Activity:
Check every line of the data for the string "negative" and copy the ones that have it.

Record excerpts:

======

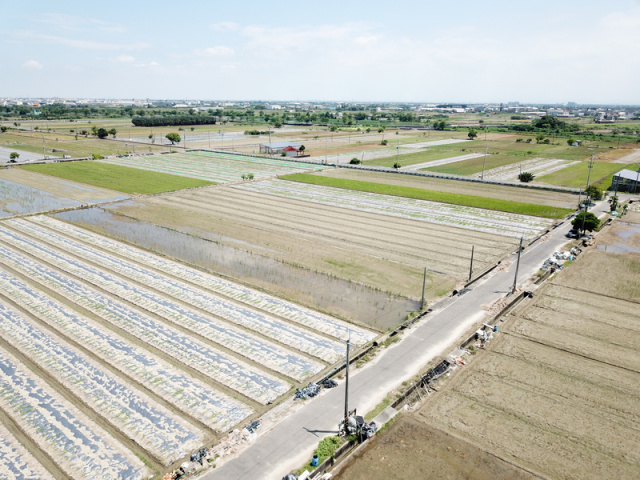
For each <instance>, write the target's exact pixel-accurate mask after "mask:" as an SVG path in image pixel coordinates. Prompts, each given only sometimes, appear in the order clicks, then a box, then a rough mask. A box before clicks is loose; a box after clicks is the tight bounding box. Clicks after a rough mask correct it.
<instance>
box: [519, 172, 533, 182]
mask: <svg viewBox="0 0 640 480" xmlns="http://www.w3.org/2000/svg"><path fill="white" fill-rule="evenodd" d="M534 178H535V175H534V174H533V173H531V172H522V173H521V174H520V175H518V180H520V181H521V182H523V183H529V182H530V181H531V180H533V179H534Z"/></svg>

======

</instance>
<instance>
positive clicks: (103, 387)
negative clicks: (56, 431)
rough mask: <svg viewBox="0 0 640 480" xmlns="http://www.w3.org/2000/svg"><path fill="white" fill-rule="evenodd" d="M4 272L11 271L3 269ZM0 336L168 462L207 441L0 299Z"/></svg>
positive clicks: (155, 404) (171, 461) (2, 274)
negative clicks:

======

Exercise output:
negative clicks: (56, 431)
negative clicks:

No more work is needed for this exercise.